◆ Tasks to perform ◆
A. Reproduce the stretch of the Embedditor announcement from "Show HN: Open-Source" through "garbage out) principle.".
B. Supply the next part of the Embedditor announcement, starting after its final sentence.

◆ Exercise text ◆

Show HN: Open-Source AI Embedding Pre-Processing Editor

Vasyl_R 2 years ago

We are thrilled to open source Embedditor.AI

Embedditor is the open-source MS Word equivalent for embeddings pre-processing, that helps you get the most out of your vector search, while saving up to 30% on embedding and storage costs.

This solution is inspired by the experiences of over 30,000 IngestAI users. Our insights revealed a common bottleneck in AI and LLM-related applications, one that goes beyond LLM hallucinations or token limits, which are far easier to resolve. The prevailing issue lies in the GIGO (garbage in, garbage out) principle.

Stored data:
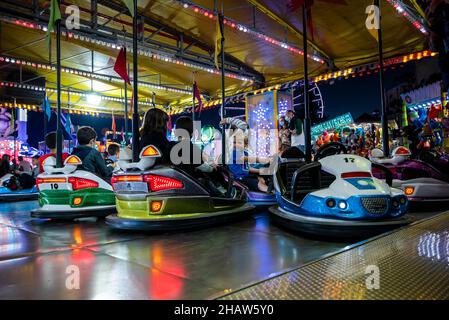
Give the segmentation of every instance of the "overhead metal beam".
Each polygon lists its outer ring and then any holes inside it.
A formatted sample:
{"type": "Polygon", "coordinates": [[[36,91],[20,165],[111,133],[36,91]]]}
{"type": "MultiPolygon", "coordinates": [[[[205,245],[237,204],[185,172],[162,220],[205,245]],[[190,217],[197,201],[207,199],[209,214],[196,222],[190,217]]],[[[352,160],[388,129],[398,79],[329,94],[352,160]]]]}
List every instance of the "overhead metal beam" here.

◆ Answers to this exercise ◆
A.
Show HN: Open-Source AI Embedding Pre-Processing Editor

Vasyl_R 2 years ago

We are thrilled to open source Embedditor.AI

Embedditor is the open-source MS Word equivalent for embeddings pre-processing, that helps you get the most out of your vector search, while saving up to 30% on embedding and storage costs.

This solution is inspired by the experiences of over 30,000 IngestAI users. Our insights revealed a common bottleneck in AI and LLM-related applications, one that goes beyond LLM hallucinations or token limits, which are far easier to resolve. The prevailing issue lies in the GIGO (garbage in, garbage out) principle.

B.
With no one-size-fits-all approach to chunking and embedding, certain models excel with individual sentences, while others thrive on chunks of 250 to 500 tokens. Blindly splitting chunks by the quantity of characters or tokens, and embedding content without normalization and with up to 30% of redundant noise (such as punctuations, stop-words, and low-relevance frequent terms) often leads to suboptimal vector search results and low-performing LLM-related applications using semantic or generative search. The issue was consisting in trying to enhance vector search using existing technologies, which proved to be as challenging for our users, as creating an outstanding document using a basic .txt format.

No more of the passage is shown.